■ EXERCISE INSTRUCTIONS:
Return the run of lines below that opens with the line containing "Target: cornice" and closes with the line containing "Mark one point per instance of the baroque", keeping each one exact.

★ ★ ★ ★

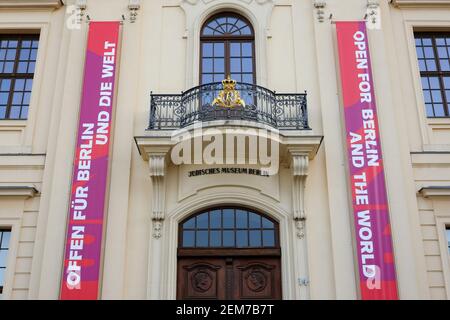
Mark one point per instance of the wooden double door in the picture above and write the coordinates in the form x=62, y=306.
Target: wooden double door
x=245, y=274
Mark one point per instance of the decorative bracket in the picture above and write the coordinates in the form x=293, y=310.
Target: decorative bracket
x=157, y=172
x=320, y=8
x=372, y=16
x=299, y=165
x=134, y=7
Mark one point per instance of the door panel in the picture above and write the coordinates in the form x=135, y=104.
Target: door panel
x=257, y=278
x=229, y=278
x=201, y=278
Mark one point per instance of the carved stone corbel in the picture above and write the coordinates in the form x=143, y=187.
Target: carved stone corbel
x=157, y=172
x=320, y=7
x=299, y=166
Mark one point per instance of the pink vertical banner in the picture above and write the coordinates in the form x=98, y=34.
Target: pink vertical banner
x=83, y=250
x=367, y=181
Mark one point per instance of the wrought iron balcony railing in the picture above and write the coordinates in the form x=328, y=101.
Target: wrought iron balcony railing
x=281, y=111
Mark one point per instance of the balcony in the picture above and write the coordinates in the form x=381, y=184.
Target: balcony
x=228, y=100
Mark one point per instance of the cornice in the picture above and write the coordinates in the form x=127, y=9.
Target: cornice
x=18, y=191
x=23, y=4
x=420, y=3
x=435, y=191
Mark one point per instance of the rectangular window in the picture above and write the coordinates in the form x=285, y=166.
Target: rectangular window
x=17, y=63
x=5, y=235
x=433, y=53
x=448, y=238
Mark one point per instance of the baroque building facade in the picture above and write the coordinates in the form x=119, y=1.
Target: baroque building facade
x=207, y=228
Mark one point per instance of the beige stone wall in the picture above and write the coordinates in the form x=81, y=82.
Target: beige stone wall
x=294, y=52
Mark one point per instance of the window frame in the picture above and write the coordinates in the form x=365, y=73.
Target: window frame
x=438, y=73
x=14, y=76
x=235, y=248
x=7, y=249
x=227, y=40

★ ★ ★ ★

■ WRITTEN SOLUTION:
Target: cornice
x=18, y=191
x=23, y=4
x=420, y=3
x=435, y=191
Mark one point per instance of the rectangular window in the picture above and write the coordinates in the form x=285, y=166.
Target: rectangular window
x=17, y=63
x=5, y=235
x=433, y=53
x=448, y=238
Mark one point per instance of the baroque building facade in the picture above and write the coordinates in the form x=119, y=1.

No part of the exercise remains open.